Source text »
===============
I'm sure I'm not the first one to think of it, so there must be some reason why it isn't done - does anyone know why?

4 comments

> Either a webpage or a browser could do that.

The browser should do it. Websites often do this intentionally in order to trick users into clicking ads. The only way to stop these abuses is for the browser itself to stop enabling them.

Unfortunately Google would make the Gmail team very grumpy if they did this - Gmail's by far the worst offender in my experience. Every single time I open my email I have to remind myself to wait for a moment before clicking on my newest emails, because most of the time there's going to be a couple ad "emails" popping in and shuffling everything else down a few seconds after all the real emails have loaded.
Google's grumpiness is an excellent measure for how much we need a feature. The grumpier, the better. Other browsers should do it. Firefox, Safari, Brave, everyone else.
Maybe something that Firefox and Safari could implement then? :)
Great idea, although from an engineering POV I think this is really hard. Most websites are super JS-heavy and hence, from a browser's POV, change constantly. Quite a ton of difference between pixels on the screen changing and the underlying DOM changing.
FWIW, I've seen that suggestion a few times over the past 2--5 years or so.

You're likely not the first, but it's an excellent suggestion.

Yes, because it sux, in general. Maybe as an option.
If something changes within ~300ms before your click, the only way you'd be intentionally clicking whatever's there now is if you're amped up playing some online game
Now be my guest and define "something changes" please. You will see what I mean.

Gaming is exactly one of the problems and all those sites that lie on spectrum between news to gaming and utilize some aspect of dynamic presentation.
===============
Directions »
a) In the discussion thread, which email service does one commenter call by far the worst offender?
b) Print everything in the discussion thread from "Google's grumpiness is" down to "implement then? :)".
c) List every web browser named in the discussion thread.

Stored items »
===============
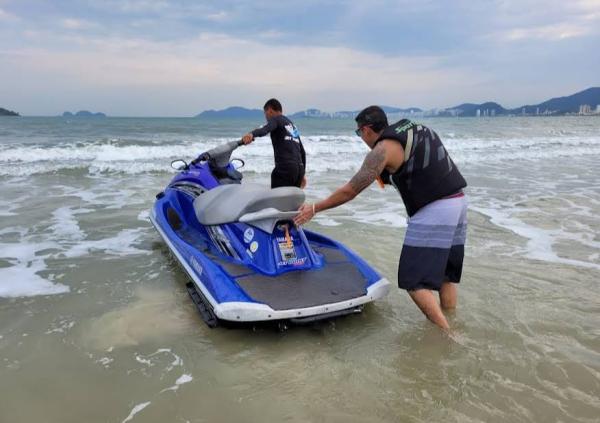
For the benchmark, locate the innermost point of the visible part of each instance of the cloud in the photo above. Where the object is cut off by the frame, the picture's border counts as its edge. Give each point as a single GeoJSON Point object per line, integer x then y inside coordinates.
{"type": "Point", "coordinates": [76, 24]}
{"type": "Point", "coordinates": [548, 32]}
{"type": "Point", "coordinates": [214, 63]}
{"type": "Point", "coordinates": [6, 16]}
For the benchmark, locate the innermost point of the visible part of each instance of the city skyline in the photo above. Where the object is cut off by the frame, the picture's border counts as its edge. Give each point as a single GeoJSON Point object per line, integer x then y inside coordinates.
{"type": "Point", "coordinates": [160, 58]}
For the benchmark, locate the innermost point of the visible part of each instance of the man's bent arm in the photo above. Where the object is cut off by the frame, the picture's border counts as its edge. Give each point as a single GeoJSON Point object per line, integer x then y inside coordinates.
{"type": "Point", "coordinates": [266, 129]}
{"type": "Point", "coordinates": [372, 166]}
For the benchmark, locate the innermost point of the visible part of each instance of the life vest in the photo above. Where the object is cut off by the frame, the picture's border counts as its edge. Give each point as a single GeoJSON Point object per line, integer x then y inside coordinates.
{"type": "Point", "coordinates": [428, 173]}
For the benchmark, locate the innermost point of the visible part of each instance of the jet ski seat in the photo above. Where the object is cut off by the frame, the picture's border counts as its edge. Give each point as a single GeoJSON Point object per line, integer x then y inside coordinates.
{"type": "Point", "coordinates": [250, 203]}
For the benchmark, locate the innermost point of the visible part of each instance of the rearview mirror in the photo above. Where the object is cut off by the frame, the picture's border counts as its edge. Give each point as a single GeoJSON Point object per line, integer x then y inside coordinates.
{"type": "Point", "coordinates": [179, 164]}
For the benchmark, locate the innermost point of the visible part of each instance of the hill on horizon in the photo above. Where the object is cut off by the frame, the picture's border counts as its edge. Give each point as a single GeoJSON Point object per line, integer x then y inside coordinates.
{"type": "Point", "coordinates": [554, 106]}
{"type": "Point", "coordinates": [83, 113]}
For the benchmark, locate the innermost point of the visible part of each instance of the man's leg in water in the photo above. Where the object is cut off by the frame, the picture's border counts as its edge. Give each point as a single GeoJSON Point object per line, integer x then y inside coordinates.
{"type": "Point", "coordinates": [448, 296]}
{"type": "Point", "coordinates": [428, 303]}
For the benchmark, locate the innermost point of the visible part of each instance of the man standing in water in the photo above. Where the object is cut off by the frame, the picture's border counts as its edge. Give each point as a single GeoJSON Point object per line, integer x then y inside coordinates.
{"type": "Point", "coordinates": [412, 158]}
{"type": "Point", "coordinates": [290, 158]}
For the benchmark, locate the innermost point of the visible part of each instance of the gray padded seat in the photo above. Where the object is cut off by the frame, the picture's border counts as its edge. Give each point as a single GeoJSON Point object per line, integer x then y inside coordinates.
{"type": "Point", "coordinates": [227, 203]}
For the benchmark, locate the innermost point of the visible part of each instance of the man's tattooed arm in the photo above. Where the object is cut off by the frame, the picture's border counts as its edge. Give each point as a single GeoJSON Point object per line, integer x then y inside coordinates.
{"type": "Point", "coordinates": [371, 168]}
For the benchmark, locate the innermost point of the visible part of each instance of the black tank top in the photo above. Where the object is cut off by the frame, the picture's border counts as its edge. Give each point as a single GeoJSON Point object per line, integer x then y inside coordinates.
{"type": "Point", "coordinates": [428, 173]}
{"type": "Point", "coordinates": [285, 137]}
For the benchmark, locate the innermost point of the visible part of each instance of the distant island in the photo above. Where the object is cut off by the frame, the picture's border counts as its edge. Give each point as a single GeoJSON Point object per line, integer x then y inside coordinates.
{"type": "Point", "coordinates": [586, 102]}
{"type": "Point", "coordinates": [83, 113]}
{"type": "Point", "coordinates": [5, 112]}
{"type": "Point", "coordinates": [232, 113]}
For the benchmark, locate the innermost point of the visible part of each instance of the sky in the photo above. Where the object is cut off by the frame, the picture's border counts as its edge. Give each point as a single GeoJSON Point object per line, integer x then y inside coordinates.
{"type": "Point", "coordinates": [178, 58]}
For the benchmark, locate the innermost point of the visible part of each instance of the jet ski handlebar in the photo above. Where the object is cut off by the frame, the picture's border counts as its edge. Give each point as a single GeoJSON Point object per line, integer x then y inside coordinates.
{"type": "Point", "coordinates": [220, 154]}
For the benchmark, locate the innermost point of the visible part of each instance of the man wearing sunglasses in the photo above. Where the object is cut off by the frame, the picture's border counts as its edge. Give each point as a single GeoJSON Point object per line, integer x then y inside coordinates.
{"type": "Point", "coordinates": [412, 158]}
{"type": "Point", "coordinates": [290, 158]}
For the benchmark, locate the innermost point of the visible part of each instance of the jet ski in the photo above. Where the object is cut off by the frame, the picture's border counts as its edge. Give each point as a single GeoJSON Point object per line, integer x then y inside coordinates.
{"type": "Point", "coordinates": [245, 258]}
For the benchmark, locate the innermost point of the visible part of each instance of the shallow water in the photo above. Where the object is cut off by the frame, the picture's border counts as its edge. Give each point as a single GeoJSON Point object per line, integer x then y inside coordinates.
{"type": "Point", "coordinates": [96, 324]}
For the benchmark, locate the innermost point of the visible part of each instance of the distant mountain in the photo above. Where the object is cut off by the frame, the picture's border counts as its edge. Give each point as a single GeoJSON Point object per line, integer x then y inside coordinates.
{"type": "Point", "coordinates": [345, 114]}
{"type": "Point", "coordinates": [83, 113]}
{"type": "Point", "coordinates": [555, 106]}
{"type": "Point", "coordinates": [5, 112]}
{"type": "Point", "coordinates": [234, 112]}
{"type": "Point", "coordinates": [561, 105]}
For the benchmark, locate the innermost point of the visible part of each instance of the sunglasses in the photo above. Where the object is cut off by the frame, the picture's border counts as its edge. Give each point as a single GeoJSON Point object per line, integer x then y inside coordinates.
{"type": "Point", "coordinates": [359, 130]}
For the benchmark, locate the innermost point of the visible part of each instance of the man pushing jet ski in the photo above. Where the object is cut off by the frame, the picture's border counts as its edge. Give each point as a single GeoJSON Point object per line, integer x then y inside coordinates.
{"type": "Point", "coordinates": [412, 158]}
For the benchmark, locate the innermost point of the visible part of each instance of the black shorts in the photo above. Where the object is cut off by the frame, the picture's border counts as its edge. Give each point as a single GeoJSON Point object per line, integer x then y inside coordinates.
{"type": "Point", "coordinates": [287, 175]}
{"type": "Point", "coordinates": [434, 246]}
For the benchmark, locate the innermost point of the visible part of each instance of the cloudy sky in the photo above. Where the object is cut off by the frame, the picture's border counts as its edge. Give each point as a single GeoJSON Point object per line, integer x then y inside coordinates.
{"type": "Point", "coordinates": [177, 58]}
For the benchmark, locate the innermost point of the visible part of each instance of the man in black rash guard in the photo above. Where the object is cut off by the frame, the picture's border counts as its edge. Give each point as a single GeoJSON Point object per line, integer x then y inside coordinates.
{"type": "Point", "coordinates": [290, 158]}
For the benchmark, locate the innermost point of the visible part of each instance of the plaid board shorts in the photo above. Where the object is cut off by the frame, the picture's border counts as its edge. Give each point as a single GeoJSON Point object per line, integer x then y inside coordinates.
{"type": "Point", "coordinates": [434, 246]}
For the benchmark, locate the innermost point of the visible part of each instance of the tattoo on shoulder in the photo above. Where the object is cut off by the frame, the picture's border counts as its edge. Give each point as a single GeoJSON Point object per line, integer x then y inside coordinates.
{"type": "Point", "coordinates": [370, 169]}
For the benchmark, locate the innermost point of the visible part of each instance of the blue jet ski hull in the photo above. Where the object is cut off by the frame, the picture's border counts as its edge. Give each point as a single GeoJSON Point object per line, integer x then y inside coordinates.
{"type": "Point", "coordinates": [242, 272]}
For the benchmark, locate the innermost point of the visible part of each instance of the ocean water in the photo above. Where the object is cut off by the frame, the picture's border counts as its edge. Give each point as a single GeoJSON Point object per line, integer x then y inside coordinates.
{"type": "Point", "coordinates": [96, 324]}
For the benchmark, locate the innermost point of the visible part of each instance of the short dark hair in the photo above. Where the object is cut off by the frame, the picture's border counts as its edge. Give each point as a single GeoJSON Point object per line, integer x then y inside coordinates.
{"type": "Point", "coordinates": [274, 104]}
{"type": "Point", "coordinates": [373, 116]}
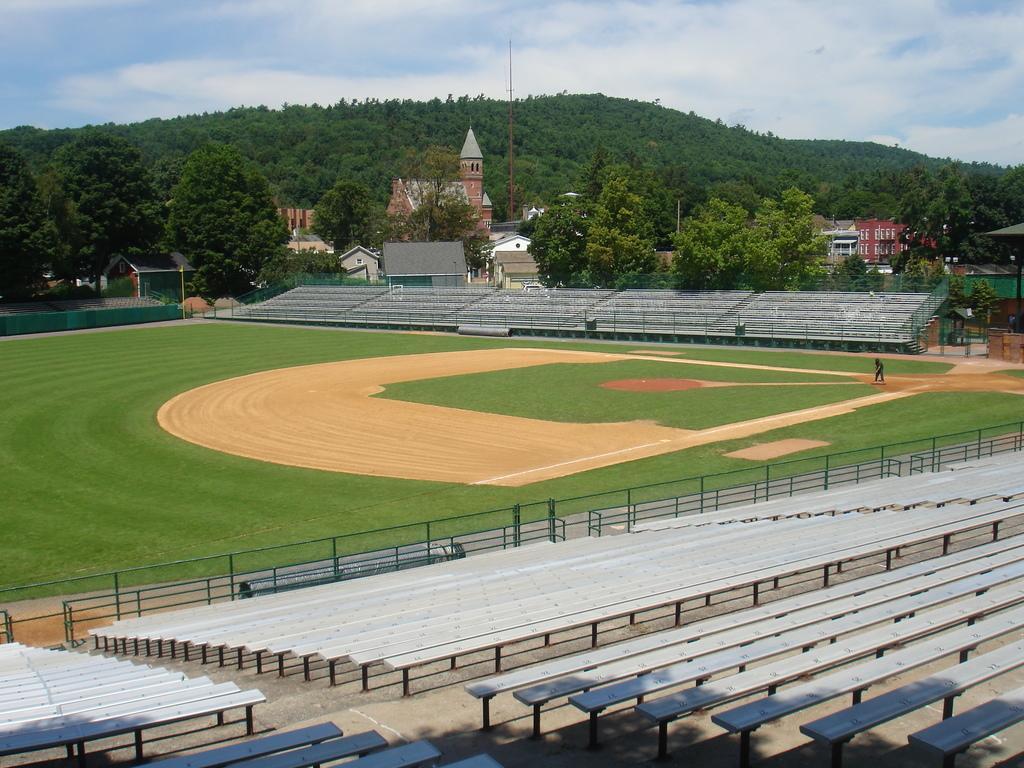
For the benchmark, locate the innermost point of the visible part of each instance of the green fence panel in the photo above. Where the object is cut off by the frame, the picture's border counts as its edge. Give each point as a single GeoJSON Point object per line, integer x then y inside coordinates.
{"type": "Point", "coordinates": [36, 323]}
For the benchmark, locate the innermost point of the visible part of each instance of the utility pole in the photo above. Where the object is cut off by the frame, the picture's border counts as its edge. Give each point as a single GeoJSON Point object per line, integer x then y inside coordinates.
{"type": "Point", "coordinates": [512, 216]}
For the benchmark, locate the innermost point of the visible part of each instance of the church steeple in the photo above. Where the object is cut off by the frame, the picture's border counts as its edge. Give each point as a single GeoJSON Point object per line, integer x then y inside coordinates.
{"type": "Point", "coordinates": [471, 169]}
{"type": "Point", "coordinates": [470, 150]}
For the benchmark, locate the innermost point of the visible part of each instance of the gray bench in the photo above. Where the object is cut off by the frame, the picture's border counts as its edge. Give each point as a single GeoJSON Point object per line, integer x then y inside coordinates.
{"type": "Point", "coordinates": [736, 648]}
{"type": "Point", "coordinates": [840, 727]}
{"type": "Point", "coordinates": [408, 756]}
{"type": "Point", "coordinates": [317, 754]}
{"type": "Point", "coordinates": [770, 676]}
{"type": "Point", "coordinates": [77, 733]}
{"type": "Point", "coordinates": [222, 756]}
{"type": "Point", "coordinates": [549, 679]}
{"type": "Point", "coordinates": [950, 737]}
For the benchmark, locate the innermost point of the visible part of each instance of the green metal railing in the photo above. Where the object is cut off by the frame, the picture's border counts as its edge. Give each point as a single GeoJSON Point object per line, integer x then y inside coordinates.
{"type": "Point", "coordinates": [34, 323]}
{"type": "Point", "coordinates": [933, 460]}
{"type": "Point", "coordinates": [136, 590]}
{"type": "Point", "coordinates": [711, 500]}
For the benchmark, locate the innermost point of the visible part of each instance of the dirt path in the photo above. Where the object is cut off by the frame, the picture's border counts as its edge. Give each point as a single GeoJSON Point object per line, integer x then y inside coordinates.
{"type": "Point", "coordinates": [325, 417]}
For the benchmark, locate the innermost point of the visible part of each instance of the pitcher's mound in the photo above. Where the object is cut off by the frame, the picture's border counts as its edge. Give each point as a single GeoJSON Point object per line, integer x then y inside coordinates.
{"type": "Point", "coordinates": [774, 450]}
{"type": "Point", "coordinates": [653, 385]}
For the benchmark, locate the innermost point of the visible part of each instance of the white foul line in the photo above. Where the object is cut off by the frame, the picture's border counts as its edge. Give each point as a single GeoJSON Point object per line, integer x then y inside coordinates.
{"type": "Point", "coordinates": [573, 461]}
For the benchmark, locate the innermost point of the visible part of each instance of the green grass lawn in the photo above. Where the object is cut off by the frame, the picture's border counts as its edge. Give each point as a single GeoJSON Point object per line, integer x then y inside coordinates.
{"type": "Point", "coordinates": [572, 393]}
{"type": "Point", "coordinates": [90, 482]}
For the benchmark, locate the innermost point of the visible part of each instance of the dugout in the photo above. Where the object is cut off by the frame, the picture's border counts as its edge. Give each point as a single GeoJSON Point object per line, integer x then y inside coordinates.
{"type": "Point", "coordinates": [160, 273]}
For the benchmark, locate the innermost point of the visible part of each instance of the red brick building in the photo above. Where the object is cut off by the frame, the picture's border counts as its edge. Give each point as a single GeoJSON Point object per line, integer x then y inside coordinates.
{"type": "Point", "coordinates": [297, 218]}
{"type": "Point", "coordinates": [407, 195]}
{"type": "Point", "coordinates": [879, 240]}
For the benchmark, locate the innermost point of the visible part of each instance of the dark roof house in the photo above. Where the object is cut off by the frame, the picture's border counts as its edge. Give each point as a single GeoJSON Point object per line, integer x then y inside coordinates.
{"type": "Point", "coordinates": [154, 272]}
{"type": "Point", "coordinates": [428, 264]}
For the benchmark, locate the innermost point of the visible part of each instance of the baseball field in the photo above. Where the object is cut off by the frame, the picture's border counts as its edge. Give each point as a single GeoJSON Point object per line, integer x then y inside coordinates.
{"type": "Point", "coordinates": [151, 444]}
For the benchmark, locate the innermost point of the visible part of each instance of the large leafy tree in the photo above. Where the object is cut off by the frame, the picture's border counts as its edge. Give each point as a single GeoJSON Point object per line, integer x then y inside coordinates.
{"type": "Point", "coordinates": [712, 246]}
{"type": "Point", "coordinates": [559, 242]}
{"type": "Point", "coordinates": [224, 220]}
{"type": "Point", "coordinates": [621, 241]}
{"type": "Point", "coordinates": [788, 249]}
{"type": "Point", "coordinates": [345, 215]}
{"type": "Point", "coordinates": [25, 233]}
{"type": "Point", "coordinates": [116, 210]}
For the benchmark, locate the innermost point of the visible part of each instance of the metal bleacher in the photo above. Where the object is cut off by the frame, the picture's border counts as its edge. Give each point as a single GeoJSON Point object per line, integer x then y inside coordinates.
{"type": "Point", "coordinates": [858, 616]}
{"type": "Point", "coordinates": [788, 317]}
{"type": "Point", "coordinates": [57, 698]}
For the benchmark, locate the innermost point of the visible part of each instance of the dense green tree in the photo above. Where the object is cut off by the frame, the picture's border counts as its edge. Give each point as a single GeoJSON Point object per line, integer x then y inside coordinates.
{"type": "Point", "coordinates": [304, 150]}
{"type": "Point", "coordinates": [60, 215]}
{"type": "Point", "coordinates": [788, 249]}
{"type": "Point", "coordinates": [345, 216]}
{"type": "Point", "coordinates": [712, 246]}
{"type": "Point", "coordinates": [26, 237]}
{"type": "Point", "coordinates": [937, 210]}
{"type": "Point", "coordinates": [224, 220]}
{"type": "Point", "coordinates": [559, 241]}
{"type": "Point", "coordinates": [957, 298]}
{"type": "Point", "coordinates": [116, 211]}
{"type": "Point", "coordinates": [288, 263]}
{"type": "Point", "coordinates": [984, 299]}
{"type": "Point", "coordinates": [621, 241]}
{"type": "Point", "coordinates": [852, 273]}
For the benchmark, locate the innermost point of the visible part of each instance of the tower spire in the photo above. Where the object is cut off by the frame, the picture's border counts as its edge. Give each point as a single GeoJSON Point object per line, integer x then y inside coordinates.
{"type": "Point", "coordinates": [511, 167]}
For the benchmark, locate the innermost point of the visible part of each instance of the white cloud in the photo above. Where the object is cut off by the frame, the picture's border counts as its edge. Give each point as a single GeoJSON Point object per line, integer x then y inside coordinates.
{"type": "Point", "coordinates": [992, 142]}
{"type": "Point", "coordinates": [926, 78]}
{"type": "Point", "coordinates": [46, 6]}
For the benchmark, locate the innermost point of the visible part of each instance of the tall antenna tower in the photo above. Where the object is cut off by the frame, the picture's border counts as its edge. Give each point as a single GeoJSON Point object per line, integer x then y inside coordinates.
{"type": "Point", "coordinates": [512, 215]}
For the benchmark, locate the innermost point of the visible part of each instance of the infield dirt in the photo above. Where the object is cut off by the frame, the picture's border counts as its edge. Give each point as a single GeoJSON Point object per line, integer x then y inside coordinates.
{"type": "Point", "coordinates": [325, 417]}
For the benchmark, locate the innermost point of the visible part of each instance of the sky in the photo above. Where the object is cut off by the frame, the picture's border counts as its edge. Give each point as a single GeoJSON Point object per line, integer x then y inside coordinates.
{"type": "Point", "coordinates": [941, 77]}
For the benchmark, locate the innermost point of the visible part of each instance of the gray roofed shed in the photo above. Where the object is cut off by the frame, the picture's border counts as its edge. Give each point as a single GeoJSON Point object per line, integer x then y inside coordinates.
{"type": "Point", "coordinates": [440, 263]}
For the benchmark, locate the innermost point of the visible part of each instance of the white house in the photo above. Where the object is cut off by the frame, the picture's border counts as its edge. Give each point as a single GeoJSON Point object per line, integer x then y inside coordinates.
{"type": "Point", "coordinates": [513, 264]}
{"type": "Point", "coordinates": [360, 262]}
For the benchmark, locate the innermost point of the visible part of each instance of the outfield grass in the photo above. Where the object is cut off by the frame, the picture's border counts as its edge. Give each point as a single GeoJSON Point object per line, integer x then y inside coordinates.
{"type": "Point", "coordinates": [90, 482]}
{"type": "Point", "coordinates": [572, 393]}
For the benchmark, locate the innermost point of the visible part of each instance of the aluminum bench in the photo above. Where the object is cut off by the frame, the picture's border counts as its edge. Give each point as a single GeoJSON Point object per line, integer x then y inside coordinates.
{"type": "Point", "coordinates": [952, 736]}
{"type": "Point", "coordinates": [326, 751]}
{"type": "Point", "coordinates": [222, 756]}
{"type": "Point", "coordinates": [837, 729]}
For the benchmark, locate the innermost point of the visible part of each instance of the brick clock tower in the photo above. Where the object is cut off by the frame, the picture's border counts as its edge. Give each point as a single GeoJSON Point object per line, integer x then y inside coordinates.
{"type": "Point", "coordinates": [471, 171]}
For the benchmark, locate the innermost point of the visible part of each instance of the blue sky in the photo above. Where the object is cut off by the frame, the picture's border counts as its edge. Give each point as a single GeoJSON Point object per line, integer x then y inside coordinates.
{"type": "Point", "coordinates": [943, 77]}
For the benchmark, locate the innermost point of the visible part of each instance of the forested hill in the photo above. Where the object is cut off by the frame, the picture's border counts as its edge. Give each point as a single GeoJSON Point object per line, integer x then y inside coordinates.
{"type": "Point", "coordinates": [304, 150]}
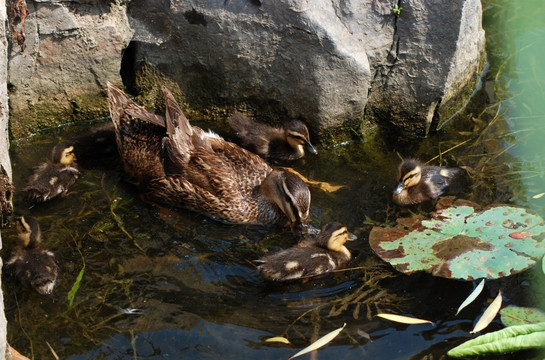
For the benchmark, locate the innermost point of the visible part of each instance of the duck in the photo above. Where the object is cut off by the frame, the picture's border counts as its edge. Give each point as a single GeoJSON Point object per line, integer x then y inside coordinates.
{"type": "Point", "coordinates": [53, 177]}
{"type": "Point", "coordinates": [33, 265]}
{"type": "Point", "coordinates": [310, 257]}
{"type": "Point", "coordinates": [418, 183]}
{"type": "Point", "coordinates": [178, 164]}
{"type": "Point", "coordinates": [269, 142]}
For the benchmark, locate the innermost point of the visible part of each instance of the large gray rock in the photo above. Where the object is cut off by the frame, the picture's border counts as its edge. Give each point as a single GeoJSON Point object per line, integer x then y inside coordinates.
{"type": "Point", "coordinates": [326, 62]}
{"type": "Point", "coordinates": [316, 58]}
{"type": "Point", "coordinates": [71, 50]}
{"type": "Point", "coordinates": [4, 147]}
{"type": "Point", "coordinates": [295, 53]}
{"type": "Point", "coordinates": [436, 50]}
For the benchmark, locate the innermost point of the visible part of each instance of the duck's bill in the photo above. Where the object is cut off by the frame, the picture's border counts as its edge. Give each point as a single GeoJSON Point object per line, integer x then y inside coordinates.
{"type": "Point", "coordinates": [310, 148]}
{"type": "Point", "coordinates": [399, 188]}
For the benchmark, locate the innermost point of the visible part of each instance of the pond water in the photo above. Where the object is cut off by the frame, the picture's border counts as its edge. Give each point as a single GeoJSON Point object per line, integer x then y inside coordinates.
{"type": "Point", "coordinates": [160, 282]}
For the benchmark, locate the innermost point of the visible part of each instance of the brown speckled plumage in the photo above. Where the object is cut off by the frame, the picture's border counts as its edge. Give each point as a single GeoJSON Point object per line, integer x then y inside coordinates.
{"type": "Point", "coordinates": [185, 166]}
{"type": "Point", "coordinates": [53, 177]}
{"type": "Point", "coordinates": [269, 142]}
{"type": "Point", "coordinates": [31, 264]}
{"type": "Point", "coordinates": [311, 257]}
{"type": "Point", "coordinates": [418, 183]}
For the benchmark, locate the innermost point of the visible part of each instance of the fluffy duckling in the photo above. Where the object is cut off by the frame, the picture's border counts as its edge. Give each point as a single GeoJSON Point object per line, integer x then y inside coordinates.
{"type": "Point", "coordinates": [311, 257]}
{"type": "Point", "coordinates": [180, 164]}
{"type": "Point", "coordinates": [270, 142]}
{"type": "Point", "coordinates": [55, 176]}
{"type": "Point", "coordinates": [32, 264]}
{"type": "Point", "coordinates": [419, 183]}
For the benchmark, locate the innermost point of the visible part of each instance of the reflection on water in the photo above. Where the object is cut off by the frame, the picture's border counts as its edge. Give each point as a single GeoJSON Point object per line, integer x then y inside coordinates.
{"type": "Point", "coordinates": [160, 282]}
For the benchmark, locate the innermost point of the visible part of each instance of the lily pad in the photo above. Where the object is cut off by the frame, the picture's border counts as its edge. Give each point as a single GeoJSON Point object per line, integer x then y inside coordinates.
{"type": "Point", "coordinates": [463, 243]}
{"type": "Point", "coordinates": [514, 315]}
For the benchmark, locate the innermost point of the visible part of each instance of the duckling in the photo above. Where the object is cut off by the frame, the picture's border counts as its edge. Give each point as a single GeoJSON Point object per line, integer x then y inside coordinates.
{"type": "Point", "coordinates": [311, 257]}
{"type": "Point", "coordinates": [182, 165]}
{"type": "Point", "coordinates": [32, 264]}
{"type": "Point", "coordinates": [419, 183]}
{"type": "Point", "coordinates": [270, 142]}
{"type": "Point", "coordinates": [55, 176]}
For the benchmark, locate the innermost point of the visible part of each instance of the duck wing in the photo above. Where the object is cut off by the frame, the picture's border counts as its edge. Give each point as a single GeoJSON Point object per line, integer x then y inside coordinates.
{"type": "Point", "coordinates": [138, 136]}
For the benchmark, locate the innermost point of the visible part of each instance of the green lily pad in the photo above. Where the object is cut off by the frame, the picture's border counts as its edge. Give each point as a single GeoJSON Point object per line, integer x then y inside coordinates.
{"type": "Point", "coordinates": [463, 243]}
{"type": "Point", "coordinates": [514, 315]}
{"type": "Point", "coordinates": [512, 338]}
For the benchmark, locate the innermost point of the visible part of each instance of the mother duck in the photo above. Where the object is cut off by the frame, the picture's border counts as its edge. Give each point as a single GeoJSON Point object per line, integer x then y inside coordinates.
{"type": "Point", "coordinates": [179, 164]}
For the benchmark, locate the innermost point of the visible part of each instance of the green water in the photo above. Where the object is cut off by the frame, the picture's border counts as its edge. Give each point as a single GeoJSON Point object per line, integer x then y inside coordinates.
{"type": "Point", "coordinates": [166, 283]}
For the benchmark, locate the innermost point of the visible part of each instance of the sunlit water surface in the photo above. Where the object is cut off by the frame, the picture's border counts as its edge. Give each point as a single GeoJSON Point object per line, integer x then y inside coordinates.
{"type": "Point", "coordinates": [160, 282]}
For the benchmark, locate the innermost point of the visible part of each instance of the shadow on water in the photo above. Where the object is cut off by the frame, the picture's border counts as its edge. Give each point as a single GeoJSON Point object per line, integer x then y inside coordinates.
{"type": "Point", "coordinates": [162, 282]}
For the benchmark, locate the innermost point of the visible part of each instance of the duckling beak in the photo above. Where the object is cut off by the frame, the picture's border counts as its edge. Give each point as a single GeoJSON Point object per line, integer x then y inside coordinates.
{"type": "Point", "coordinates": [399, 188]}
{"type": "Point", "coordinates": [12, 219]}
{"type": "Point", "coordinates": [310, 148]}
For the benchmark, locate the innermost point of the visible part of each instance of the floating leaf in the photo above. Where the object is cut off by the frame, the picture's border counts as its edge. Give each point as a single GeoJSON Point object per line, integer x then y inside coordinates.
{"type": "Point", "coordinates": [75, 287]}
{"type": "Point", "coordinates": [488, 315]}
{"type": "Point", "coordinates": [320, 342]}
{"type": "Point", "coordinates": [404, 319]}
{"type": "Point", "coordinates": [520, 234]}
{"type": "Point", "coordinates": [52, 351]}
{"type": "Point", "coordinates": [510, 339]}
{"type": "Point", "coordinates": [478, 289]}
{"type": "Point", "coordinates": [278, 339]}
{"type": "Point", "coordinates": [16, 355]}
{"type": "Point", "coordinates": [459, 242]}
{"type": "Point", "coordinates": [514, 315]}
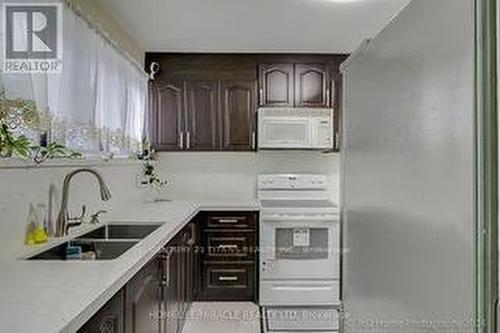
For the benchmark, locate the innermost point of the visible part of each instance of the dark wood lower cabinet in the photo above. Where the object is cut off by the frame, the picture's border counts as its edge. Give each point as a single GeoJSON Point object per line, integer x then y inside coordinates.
===============
Exercise results »
a) Gmail

b)
Google's grumpiness is an excellent measure for how much we need a feature. The grumpier, the better. Other browsers should do it. Firefox, Safari, Brave, everyone else.
Maybe something that Firefox and Safari could implement then? :)

c) Firefox, Safari, Brave